- What to do:
Return exactly the lines that run from the one with "# label one" to the last line of the entries below, both included, and nothing else.

- Data section:
-- Opening Marker --

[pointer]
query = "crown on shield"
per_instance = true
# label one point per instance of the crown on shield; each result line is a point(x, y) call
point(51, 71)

-- Closing Marker --

- Answer to the problem:
# label one point per instance of the crown on shield; each result line is a point(x, y) call
point(51, 71)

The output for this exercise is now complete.